Start
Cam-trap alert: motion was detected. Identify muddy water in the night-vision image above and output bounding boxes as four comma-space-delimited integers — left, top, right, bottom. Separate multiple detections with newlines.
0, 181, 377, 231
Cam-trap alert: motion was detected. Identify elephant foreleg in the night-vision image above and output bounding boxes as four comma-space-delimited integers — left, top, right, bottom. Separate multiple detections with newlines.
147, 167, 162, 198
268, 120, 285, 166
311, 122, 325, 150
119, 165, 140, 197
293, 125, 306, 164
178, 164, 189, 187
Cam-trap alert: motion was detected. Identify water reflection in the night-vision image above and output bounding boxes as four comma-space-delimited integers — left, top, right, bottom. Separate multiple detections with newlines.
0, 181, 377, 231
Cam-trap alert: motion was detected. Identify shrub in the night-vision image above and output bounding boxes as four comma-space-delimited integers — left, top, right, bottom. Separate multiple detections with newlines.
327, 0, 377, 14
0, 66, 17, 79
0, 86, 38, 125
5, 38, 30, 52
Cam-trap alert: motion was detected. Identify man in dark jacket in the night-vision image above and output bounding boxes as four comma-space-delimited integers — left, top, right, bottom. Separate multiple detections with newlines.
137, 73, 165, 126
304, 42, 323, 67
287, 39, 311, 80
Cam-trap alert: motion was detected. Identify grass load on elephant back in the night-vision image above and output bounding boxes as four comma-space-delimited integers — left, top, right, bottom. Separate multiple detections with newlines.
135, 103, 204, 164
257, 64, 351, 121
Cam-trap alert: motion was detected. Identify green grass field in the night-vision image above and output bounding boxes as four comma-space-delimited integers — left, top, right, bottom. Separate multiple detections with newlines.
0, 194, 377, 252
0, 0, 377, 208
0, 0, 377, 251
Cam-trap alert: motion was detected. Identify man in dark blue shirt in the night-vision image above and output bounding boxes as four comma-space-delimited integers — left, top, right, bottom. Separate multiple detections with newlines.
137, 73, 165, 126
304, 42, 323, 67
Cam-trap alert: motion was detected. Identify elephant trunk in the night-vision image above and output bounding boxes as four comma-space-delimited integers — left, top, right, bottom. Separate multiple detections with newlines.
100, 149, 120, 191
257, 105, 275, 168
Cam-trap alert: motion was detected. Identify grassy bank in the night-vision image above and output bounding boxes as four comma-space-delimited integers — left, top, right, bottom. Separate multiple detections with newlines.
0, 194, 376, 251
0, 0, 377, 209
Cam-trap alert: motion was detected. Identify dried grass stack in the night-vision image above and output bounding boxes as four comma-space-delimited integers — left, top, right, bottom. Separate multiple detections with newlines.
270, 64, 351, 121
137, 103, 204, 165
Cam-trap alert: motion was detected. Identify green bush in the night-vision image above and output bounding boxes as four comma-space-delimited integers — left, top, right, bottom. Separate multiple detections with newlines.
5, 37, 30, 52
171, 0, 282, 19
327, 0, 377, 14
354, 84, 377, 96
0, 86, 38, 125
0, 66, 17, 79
End
→ **DIRECTIONS FOR THIS TASK**
Copy out, word for word, the lines of the records from the line containing "Cam-trap alert: motion was detected. Identify green bush" through the last line of the records, both ends included.

→ **ANSWER**
Cam-trap alert: motion was detected. Identify green bush in the night-vision image above and output bounding boxes as four comma-space-delimited integers — left, top, right, bottom. Separate multiple detections with newlines.
5, 37, 30, 52
171, 0, 282, 19
327, 0, 377, 14
354, 84, 377, 96
0, 86, 38, 125
0, 66, 17, 79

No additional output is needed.